++++ Passage provided ++++

## Import Libraries

In [1]:
import re
import json
import spacy
import random
import pandas as pd
from spacy import util
from spacy.tokens import Doc
from spacy.training import Example
from spacy.language import Language

## Read data
- We created this data specifically for the ``space model`` because it has a special form for training. You can view it from here [Data Format](https://stackoverflow.com/questions/47443976/formatting-training-dataset-for-spacy-ner)


In [2]:
from google.colab import drive
drive.mount('/content/drive')

Mounted at /content/drive


In [3]:
# Data-Json file1
with open(r"/content/drive/MyDrive/Untitled folder/data_cloab/Data_Annotation_1.json") as src:
    ner_annotated_data0 = json.loads(src.read())
# Data-Json file2
with open(r"/content/drive/MyDrive/Untitled folder/data_cloab/Data_Annotation_2.json") as src:
    ner_annotated_data1 = json.loads(src.read())
# Data-Json file3
with open(r"/content/drive/MyDrive/Untitled folder/data_cloab/Data_Annotation_3.json") as src:
    ner_annotated_data2 = json.loads(src.read())

# aggregate all data into one list
ner_annotated_data = []
for i in ner_annotated_data0['annotations']:
    ner_annotated_data.append(i)
for i in ner_annotated_data1['annotations']:
    ner_annotated_data.append(i)
for i in ner_annotated_data2['annotations']:
    ner_annotated_data.append(i)

++++

# Tasks to perform
[1] Retype the notebook excerpt from "## Read data" to "drive.mount('/content/drive')".
[2] List the file names of the JSON files that the notebook excerpt opens and reads.

++++ Provided information ++++

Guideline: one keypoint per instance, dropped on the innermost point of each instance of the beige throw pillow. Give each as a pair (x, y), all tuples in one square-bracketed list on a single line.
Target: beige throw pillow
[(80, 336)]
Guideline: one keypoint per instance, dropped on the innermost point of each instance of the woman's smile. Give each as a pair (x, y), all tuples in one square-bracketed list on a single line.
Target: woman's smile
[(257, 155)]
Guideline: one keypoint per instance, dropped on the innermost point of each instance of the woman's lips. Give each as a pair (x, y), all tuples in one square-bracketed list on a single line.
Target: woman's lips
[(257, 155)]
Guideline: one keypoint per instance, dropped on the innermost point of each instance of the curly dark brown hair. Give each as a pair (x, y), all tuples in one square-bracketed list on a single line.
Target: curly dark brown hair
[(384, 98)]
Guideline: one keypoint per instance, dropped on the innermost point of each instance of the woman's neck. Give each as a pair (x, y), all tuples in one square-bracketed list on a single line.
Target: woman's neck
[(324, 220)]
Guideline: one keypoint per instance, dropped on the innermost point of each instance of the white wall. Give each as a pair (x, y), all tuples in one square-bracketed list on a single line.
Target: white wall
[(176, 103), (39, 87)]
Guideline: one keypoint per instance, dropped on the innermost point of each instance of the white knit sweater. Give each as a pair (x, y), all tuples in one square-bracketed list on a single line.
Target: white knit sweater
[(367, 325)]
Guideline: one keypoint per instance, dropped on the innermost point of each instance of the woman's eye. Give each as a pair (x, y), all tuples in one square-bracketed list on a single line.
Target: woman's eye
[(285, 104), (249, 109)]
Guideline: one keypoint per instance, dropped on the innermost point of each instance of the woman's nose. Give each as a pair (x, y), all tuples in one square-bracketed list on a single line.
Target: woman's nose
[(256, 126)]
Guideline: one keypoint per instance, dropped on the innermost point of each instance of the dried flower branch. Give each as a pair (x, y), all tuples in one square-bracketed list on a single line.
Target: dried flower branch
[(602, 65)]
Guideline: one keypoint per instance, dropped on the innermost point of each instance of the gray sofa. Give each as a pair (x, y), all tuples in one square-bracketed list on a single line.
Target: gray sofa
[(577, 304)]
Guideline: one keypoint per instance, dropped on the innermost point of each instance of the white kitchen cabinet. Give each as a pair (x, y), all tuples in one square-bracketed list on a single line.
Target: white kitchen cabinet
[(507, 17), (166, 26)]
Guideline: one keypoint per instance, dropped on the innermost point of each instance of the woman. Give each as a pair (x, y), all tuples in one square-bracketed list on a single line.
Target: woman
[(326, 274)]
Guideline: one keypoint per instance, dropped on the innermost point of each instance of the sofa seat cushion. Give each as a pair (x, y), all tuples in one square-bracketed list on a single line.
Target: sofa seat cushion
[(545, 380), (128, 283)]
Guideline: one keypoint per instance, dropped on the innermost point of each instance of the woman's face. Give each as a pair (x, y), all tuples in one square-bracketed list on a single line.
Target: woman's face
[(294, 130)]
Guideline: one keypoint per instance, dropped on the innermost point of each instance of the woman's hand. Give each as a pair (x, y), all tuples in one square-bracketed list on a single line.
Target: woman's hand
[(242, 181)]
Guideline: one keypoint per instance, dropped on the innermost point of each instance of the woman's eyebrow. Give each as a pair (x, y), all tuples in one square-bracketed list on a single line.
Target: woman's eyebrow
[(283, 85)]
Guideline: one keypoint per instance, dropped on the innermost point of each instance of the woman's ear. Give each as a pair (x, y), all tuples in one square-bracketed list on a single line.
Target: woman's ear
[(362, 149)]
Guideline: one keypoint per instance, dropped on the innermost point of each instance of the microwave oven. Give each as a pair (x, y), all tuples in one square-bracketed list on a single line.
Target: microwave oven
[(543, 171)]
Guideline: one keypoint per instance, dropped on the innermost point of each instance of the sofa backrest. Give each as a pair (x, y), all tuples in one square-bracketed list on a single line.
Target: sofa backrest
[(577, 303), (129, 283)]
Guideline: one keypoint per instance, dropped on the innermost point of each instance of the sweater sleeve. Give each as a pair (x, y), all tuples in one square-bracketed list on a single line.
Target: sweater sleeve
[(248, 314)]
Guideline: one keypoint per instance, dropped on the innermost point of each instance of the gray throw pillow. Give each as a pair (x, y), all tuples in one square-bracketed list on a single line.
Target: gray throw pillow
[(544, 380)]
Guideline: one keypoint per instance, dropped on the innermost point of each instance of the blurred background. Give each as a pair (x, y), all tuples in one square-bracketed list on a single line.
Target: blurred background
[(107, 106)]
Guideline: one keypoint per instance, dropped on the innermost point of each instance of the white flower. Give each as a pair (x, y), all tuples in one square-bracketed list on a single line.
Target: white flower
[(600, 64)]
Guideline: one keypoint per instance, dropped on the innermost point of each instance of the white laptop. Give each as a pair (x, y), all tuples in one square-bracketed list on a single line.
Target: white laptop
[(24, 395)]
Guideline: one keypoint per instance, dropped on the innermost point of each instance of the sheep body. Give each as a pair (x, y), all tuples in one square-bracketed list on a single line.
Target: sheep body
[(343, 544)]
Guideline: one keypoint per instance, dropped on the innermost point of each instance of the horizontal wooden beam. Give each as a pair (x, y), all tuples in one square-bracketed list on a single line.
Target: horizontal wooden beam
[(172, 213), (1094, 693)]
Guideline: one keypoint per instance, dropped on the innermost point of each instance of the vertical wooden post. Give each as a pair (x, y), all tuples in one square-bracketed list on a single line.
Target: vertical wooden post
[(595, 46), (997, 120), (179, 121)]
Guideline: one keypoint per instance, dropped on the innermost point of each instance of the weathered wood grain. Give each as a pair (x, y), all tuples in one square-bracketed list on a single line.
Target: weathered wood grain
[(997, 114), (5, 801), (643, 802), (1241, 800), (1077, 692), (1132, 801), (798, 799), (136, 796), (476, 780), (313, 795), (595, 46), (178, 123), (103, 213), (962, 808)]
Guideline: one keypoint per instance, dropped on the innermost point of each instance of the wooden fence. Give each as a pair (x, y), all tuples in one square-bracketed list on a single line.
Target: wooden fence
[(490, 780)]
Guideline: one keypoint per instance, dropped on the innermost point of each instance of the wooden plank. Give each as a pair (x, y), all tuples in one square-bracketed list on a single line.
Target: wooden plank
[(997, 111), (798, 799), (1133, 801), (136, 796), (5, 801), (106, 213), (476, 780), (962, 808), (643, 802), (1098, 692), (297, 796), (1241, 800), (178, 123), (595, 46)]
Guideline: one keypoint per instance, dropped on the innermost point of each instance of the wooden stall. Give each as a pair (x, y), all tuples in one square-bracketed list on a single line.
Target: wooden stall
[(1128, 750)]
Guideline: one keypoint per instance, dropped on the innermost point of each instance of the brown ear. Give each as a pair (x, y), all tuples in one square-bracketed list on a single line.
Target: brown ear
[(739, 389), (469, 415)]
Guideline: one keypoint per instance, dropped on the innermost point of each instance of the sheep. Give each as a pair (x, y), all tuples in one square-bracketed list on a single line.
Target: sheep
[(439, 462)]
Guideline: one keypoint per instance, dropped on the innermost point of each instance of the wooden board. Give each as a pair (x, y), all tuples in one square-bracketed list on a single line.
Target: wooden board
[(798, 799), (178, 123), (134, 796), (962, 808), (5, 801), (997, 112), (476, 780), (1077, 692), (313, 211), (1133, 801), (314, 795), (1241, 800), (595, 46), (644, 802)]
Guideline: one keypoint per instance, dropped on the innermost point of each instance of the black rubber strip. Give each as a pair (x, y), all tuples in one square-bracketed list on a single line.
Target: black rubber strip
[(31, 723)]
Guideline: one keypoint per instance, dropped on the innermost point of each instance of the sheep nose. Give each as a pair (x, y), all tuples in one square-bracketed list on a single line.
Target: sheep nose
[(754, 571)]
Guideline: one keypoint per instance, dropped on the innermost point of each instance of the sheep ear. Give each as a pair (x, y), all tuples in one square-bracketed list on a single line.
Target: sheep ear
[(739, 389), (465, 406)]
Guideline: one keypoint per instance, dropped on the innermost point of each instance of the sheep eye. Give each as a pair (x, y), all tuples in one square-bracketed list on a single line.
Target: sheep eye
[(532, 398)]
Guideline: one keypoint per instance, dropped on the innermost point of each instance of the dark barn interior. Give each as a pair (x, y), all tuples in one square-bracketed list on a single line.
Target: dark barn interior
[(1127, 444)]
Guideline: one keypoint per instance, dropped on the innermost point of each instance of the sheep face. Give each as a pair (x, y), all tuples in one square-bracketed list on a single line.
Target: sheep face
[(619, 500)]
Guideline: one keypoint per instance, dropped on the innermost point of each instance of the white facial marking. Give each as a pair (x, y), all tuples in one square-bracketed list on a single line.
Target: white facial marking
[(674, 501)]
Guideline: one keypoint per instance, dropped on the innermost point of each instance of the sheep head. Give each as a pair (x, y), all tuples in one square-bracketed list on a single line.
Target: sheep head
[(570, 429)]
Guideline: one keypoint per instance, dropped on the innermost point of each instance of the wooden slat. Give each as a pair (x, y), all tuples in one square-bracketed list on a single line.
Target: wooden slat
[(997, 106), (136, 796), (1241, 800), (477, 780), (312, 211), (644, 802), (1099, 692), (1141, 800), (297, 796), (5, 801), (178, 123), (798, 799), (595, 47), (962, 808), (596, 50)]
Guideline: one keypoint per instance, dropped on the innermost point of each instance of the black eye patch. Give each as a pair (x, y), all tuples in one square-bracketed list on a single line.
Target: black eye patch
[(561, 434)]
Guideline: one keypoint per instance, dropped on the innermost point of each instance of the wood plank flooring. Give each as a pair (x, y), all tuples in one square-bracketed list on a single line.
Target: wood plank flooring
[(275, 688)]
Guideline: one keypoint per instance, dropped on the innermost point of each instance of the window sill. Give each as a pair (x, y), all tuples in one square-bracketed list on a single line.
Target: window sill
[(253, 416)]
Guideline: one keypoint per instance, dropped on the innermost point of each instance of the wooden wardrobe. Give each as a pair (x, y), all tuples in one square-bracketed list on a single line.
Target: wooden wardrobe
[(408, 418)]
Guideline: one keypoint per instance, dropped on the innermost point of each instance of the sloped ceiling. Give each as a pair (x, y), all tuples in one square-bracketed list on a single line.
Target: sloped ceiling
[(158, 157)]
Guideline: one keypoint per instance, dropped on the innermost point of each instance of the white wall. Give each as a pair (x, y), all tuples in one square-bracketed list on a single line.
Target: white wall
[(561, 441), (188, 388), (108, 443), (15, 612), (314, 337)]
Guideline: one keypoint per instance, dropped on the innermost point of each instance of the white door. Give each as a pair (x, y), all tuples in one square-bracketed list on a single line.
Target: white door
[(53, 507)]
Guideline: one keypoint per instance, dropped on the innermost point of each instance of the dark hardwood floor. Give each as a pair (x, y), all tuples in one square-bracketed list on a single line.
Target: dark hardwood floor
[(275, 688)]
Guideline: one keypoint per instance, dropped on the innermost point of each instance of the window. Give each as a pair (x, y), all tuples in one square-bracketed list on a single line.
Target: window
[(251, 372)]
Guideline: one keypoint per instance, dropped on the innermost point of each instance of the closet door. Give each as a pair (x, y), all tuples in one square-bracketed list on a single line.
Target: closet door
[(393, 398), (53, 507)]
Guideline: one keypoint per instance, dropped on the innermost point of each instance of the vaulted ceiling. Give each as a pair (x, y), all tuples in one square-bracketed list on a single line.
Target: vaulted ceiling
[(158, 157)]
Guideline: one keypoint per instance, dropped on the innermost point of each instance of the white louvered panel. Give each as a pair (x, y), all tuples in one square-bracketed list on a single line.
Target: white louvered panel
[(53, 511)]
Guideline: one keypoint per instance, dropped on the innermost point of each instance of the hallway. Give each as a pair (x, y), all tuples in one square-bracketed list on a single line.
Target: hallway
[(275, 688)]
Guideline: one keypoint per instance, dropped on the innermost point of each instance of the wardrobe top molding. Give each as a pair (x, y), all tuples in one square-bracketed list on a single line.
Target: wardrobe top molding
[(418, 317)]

++++

# Exercise results
[1]
## Read data
- We created this data specifically for the ``space model`` because it has a special form for training. You can view it from here [Data Format](https://stackoverflow.com/questions/47443976/formatting-training-dataset-for-spacy-ner)


In [2]:
from google.colab import drive
drive.mount('/content/drive')

[2]
Data_Annotation_1.json
Data_Annotation_2.json
Data_Annotation_3.json